Labeled point records>

START

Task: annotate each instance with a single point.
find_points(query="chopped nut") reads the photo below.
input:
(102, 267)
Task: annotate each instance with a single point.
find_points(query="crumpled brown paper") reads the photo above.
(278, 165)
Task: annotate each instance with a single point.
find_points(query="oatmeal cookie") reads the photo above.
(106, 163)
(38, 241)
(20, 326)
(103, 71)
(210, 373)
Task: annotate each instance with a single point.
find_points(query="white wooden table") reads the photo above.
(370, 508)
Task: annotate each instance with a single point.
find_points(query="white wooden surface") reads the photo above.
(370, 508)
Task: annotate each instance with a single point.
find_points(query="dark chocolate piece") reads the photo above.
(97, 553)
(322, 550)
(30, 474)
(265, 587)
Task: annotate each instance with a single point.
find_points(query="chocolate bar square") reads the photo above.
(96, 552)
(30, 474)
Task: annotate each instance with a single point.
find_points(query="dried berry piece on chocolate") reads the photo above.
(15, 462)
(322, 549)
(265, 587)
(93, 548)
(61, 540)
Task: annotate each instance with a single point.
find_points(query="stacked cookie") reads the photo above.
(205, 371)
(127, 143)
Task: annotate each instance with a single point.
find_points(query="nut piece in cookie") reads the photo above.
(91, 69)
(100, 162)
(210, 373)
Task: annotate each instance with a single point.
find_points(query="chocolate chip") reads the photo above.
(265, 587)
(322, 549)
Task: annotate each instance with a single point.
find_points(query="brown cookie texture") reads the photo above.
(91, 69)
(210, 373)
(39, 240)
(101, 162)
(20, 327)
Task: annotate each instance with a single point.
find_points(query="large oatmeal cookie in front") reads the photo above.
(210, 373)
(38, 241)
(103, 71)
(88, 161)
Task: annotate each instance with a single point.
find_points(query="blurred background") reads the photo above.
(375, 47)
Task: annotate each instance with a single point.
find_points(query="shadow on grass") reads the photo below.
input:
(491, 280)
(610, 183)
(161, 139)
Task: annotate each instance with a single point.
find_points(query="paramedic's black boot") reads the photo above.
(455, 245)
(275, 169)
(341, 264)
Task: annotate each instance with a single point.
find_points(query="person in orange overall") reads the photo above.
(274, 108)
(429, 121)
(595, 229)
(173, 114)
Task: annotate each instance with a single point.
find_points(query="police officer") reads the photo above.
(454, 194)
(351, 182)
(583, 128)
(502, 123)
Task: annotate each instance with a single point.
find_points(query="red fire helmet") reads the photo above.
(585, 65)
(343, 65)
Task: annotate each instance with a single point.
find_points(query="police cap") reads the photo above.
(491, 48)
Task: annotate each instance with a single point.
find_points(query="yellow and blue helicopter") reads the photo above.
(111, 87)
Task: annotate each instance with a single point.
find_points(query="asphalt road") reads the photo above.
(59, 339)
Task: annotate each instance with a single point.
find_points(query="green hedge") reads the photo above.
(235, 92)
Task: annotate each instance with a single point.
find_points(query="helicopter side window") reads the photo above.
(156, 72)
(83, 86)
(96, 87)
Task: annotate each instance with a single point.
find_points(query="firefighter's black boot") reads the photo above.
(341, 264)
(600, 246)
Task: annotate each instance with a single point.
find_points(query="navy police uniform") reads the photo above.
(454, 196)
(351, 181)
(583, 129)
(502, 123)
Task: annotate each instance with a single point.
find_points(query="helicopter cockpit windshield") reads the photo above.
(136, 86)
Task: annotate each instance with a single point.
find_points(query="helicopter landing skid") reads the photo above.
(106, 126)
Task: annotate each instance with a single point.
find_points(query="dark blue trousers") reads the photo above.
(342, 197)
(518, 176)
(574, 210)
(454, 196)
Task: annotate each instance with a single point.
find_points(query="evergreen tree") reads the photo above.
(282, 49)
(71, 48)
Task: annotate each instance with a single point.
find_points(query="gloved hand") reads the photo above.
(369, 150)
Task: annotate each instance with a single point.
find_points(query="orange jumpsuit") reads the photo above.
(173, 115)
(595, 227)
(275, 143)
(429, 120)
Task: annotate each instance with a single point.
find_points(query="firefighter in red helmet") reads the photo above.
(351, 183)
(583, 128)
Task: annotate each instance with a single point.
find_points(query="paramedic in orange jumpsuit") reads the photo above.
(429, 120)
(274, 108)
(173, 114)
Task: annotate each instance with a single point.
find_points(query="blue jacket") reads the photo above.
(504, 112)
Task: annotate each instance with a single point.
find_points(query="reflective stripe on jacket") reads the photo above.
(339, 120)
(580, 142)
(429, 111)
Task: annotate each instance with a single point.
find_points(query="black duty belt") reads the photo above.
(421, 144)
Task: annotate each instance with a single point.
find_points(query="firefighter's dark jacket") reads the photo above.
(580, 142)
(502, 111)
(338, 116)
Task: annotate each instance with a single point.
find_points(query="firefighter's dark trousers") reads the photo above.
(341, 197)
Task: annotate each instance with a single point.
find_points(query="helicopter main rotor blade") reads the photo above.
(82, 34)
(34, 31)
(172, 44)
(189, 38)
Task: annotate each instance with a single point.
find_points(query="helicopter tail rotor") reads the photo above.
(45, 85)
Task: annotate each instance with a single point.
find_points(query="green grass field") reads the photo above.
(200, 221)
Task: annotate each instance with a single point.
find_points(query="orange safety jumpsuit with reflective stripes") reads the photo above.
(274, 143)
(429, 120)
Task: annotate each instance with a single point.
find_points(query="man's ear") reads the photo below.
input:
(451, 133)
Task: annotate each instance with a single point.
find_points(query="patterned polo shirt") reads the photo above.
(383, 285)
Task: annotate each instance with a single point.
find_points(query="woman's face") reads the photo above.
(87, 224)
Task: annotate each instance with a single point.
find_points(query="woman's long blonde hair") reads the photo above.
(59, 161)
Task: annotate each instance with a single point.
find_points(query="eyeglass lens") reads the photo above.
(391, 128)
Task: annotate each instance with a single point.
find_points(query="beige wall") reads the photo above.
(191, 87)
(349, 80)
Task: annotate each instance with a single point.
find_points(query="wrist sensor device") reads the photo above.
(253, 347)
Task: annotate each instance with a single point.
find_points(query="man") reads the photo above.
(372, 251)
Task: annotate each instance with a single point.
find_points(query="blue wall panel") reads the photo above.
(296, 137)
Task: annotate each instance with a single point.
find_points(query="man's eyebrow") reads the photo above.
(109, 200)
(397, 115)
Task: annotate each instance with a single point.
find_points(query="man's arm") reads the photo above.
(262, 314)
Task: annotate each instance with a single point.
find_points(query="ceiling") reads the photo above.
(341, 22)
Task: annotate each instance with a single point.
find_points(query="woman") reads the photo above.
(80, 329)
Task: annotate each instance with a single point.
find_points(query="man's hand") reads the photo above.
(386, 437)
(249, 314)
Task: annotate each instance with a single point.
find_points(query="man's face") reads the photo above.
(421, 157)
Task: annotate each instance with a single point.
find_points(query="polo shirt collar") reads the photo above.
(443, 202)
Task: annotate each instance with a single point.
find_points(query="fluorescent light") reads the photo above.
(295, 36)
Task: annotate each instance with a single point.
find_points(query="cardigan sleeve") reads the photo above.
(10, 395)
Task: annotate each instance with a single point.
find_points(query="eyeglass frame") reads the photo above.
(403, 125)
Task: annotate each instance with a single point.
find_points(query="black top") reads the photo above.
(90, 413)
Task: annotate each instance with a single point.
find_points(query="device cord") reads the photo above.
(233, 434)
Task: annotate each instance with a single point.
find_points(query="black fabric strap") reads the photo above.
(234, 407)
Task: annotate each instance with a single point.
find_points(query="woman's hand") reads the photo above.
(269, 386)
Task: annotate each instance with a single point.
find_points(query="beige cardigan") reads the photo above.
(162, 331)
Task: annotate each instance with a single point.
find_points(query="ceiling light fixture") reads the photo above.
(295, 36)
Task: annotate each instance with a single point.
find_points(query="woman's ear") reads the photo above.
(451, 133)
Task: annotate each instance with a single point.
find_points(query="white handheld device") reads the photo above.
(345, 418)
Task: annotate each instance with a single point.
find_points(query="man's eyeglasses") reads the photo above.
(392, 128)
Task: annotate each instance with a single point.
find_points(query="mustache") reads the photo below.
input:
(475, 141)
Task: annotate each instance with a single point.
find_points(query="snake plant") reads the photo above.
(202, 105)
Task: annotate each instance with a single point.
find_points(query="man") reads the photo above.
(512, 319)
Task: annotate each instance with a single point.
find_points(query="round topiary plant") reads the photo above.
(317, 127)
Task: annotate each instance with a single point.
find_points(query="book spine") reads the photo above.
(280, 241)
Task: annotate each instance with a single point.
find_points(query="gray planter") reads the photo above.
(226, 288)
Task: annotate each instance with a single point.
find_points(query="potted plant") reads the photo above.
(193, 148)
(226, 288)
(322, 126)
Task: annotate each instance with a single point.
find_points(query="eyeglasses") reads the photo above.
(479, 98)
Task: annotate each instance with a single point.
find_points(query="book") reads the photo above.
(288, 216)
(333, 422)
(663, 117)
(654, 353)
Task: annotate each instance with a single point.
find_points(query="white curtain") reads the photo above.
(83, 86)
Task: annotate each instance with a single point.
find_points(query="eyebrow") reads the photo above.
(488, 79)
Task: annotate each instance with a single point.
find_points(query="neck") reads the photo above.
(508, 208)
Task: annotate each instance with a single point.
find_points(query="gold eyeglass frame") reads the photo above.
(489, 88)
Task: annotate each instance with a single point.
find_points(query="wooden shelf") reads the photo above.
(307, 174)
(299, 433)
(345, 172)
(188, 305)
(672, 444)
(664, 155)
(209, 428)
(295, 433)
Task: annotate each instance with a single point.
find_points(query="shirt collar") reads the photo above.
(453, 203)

END

WHAT IS ASKED> Locate each line in the rows above that contains the string "white" and copy those lines out.

RESULT FOR THIS TASK>
find_points(query="white wooden table") reads the photo above.
find_points(query="white wooden surface") reads the photo above.
find_points(query="white handheld device") reads the photo above.
find_points(query="white curtain") reads the photo above.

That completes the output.